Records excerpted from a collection
↓
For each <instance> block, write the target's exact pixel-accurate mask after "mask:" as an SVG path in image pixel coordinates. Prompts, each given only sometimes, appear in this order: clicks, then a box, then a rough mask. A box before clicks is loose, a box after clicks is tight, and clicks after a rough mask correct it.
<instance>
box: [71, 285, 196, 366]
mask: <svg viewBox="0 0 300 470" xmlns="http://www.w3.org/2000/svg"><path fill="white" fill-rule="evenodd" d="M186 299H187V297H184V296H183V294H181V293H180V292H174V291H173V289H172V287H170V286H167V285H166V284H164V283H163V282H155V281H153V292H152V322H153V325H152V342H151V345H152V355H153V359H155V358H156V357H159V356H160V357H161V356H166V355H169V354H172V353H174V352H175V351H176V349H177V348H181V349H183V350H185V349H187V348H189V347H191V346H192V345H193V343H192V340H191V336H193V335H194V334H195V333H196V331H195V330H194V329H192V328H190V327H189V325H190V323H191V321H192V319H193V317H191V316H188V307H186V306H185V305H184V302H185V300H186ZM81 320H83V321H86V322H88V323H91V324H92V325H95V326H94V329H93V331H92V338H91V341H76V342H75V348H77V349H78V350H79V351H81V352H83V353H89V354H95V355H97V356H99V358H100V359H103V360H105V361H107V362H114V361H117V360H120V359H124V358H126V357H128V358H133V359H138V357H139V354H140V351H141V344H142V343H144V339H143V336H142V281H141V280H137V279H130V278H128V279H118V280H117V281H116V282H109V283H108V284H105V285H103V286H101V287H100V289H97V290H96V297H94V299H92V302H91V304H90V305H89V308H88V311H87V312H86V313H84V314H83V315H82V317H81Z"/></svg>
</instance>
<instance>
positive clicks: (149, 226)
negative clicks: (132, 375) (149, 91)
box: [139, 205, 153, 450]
↑
▶ Required action: Write out every entry again so that each line matches the original exactly.

▶ Solution to this exercise:
For each <instance> block, write the target's exact pixel-accurate mask after "mask:" as an SVG path in image pixel coordinates. Prompts, each given only sometimes, appear in this order: clicks, then a box, then a rough mask. A box before clicks is loose, a box after clicks is tight, and clicks after a rough mask correct it.
<instance>
box: [71, 285, 196, 366]
mask: <svg viewBox="0 0 300 470" xmlns="http://www.w3.org/2000/svg"><path fill="white" fill-rule="evenodd" d="M186 299H187V297H184V296H183V294H181V293H180V292H174V291H173V289H172V287H170V286H167V285H166V284H164V283H163V282H155V281H153V292H152V322H153V325H152V342H151V345H152V355H153V359H155V358H156V357H159V356H160V357H161V356H166V355H169V354H172V353H174V352H175V351H176V349H177V348H181V349H183V350H185V349H187V348H189V347H191V346H192V345H193V343H192V340H191V336H193V335H194V334H195V333H196V331H195V330H194V329H192V328H190V327H189V325H190V323H191V321H192V319H193V317H191V316H188V307H186V306H185V305H184V302H185V300H186ZM81 320H83V321H86V322H88V323H91V324H92V325H95V326H94V329H93V331H92V338H91V341H76V342H75V348H77V349H78V350H79V351H81V352H83V353H89V354H95V355H97V356H99V358H100V359H103V360H105V361H107V362H114V361H117V360H120V359H124V358H126V357H128V358H133V359H138V357H139V354H140V351H141V344H142V343H144V339H143V336H142V281H141V280H137V279H130V278H128V279H118V280H117V281H116V282H109V283H108V284H105V285H103V286H101V287H100V289H97V290H96V297H94V299H92V302H91V304H90V305H89V308H88V311H87V312H86V313H84V314H83V315H82V317H81Z"/></svg>
</instance>
<instance>
positive clicks: (149, 226)
negative clicks: (132, 375) (149, 91)
box: [139, 205, 153, 450]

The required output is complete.